### AVAILABLE DATA ###

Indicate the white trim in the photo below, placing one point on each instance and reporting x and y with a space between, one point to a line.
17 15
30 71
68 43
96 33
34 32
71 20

###

DIRECTIONS » Repeat the entries. Keep each one exactly as written.

SOLUTION TO THIS TASK »
Indicate the white trim in the photo below, placing one point on each instance and reporting x and y with a space between, one point to a line.
17 15
30 71
68 43
96 33
34 32
71 20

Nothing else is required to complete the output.